OMG, Part 2

“…this is how we are made: to be inextricably bound; to come from; to belong to, and with, and for; to have heart and soul and all those oceanic metaphors always tied to another, to others; so when we are left alone, we are not alone, and when we are not alone, we are left alone; so when we reach, sometimes we touch.”  

—published below (December 2)

 

Unfortunately, we are also made to retch.

And follow columns of smoke or stone, following behind so we’re not choked or crushed, given the way things always move. Whether made to burn or stand, they always move, however long it may take.

Though it’s often quite fast, the burning and the crushing.

And there’s this thing about evil – it helps to say it comically, a deep reverb, a voice that knows it’s funny. Evil! Unfortunately often it’s not funny, as far from funny as can be, here in the minds, our minds, where these ideas are dreamed up and given form in the telling and the sharing and convincing. In the joining of raging cause.

Yes, I’m talking about war. Land battles. Circles drawn thick.

Today, a pagan holiday adopted by an Abrahamic religion in a manner that can make the day twinkle, though some may oppose this sentiment, my dear favorite interlocutor and I went for a walk on a snowy road. Soon we noticed droplets of blood along the way, every few feet, red on the white. First suspicion: a nosebleed. Now, thinking about it, that sounds unlikely – wouldn’t you notice and stop it? Later suspicion: an injured animal, forest animal. Or maybe someone’s pomegranate juice leaking? But in droplets like that? And bright on the snow’s surface like that? In between, I have a deep reverb movie vision of a man stomping out of the woods crazy and murderous. Fortunately, none such appears. We couldn’t quite tell where the blood droplets started or stopped. There were gaps. There was never a lot (of blood, juice, or sign of something, whatever it was). My strolling companion said she was ignoring it. Baker Brook is so magical in the ice and snow. At one point I thought, should I do something? Not seriously. What would I do?

Our fingers got cold…we’d brought gloves not mittens. Details to chew on like the nails of the nervous. Terrors to ignore like anything you like.

Thinking about my mom all day. Yesterday I had a vision of her insulting a poem of mine, in words first mean, then arrogant. She could be like that. Today I missed her, the only one who would really care about any detail I would share about the two grandsons we gave her; how she loved me and needed me, more and more, til her end, which she fought so furiously as the cancer finished what her many years started – she needed my ear most of all.

Today I finished a book by a distant relative of my walking companion (bringing the nonfiction account all that much closer). It was (and is) about a ghetto burnt to hell and the people in the end fighting to their end, because there was nothing better to do, and sometimes it’s better to go down swinging, even killing. That’s a bad fact. Because only rarely do you really know who you’re swinging at. And yet you swing, and sometimes even kill, because in that moment you must.

The problem — Transcribe everything in the post from "And there’s this" down to "of raging cause.", word for word.

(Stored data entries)
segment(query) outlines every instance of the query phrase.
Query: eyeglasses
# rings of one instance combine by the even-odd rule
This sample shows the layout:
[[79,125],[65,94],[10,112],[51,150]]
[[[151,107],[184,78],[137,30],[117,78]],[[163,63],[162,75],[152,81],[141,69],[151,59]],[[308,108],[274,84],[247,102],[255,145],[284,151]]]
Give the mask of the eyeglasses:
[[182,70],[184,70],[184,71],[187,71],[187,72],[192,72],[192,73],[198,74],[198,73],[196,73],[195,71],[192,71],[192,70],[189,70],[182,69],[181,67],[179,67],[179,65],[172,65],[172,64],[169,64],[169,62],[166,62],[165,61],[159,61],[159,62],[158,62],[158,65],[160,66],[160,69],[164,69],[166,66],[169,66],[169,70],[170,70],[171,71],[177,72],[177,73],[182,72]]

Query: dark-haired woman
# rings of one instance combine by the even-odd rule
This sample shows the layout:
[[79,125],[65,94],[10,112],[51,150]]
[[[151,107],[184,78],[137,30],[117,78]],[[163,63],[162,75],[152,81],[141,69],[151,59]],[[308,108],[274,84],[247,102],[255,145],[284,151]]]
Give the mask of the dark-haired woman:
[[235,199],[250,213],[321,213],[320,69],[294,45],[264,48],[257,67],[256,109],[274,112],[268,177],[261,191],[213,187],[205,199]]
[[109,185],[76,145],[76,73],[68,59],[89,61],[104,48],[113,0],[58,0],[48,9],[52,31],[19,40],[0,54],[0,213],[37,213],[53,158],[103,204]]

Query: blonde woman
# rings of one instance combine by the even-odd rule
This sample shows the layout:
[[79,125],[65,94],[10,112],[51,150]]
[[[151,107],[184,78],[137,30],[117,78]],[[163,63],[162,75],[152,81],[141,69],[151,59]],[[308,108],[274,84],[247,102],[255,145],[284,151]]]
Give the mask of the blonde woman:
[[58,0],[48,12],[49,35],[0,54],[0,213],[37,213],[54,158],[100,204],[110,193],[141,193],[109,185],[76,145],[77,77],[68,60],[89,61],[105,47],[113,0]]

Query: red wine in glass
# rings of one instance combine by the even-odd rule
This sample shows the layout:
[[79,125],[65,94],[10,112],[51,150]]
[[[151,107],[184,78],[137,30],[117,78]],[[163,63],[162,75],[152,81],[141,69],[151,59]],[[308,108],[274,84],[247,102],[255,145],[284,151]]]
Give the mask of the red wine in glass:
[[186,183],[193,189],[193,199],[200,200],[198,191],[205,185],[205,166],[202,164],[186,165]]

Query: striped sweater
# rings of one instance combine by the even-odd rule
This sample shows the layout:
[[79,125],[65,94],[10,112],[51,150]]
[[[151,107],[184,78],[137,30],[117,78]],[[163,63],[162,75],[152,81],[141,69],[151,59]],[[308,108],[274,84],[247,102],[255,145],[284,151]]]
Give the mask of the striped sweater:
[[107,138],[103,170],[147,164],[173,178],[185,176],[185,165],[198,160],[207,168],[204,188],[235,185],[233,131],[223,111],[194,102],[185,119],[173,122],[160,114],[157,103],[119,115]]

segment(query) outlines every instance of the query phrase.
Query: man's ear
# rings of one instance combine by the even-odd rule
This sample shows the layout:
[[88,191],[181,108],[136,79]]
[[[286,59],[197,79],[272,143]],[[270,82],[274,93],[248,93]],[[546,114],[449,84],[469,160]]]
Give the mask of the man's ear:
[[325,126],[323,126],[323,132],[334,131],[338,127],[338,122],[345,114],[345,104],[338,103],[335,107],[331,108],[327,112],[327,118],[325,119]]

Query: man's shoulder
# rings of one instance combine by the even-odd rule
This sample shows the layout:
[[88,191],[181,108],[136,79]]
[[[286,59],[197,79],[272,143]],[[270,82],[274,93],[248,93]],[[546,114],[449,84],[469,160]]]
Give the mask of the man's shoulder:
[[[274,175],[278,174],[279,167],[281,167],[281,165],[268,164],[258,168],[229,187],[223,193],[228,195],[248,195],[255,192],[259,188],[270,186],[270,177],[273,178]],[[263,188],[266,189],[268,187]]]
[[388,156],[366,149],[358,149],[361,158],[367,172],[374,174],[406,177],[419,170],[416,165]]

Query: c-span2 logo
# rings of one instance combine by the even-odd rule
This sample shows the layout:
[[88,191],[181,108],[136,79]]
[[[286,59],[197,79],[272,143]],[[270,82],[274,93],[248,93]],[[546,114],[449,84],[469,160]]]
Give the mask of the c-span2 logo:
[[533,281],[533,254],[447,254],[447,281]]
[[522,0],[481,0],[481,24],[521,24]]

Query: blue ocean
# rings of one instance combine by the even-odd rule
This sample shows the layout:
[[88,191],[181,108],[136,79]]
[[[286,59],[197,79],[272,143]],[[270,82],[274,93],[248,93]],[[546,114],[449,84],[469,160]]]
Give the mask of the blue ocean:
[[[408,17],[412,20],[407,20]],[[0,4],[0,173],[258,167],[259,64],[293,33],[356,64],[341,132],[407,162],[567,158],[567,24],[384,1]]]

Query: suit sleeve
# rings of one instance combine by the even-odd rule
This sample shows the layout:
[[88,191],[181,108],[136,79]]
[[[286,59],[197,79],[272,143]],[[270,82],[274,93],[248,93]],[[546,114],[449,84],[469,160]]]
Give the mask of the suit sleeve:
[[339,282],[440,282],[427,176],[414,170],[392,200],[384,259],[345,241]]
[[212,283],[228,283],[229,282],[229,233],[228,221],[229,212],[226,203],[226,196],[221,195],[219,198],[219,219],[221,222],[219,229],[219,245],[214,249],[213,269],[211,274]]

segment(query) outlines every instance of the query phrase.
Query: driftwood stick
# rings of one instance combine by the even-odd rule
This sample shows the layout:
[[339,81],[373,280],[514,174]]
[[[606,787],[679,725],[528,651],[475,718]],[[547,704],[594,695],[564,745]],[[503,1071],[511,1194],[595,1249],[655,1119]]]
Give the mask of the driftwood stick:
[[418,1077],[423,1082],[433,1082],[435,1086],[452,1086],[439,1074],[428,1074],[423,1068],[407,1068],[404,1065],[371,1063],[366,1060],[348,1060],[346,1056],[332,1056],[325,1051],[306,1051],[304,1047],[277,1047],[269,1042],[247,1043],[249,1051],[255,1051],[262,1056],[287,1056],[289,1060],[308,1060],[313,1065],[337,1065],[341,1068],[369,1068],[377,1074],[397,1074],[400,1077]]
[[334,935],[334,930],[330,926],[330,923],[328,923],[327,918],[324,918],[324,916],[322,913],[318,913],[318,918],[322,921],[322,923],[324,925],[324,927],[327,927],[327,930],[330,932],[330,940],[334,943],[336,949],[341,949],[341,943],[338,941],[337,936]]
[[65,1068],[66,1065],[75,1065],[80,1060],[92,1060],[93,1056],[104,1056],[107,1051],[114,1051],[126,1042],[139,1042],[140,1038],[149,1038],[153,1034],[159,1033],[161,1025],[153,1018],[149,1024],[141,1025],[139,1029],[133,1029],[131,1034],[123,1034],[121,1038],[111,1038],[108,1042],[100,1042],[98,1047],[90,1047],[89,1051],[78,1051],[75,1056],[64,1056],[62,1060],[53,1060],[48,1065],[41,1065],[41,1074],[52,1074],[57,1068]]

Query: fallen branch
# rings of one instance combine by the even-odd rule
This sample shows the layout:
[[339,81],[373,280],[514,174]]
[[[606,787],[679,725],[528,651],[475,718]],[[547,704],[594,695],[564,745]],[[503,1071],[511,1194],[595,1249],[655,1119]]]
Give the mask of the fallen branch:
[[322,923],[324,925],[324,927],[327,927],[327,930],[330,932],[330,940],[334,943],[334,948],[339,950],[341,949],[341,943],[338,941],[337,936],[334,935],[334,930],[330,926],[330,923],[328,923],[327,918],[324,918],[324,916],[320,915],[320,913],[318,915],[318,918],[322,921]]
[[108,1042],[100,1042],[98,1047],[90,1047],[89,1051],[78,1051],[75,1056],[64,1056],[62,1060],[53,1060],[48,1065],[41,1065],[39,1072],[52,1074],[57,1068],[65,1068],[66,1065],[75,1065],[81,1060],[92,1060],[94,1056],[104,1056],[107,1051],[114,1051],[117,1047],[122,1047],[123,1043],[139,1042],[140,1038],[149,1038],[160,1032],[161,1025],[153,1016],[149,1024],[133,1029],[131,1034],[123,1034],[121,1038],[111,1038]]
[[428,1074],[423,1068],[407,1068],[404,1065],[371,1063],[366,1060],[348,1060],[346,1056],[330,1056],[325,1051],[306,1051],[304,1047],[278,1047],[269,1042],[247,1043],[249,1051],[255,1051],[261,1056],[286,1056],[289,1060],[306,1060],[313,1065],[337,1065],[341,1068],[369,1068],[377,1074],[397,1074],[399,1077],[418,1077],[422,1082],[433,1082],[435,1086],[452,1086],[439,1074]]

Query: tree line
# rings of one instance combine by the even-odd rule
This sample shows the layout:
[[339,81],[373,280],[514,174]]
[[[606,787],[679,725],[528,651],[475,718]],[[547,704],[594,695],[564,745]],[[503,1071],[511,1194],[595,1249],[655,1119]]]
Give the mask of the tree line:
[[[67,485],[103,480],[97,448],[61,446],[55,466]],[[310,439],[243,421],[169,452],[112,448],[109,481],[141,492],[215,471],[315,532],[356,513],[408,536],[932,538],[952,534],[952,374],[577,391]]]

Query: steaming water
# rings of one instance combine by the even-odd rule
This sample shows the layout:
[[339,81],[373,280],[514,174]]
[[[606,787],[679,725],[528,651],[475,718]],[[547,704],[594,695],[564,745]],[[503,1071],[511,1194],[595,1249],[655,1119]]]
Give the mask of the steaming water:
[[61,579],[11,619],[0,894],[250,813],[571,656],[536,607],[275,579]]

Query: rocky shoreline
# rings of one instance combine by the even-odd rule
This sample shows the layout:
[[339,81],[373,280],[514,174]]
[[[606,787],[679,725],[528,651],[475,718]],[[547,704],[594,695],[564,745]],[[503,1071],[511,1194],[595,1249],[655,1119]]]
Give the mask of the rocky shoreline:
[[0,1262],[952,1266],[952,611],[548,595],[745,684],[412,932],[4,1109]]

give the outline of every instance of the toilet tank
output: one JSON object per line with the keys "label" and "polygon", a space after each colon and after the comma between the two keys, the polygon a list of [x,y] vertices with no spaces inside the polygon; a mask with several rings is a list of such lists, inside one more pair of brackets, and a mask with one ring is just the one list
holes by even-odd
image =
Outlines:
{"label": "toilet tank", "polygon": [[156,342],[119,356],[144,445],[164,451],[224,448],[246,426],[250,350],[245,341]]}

Exercise solution —
And there’s this thing about evil – it helps to say it comically, a deep reverb, a voice that knows it’s funny. Evil! Unfortunately often it’s not funny, as far from funny as can be, here in the minds, our minds, where these ideas are dreamed up and given form in the telling and the sharing and convincing. In the joining of raging cause.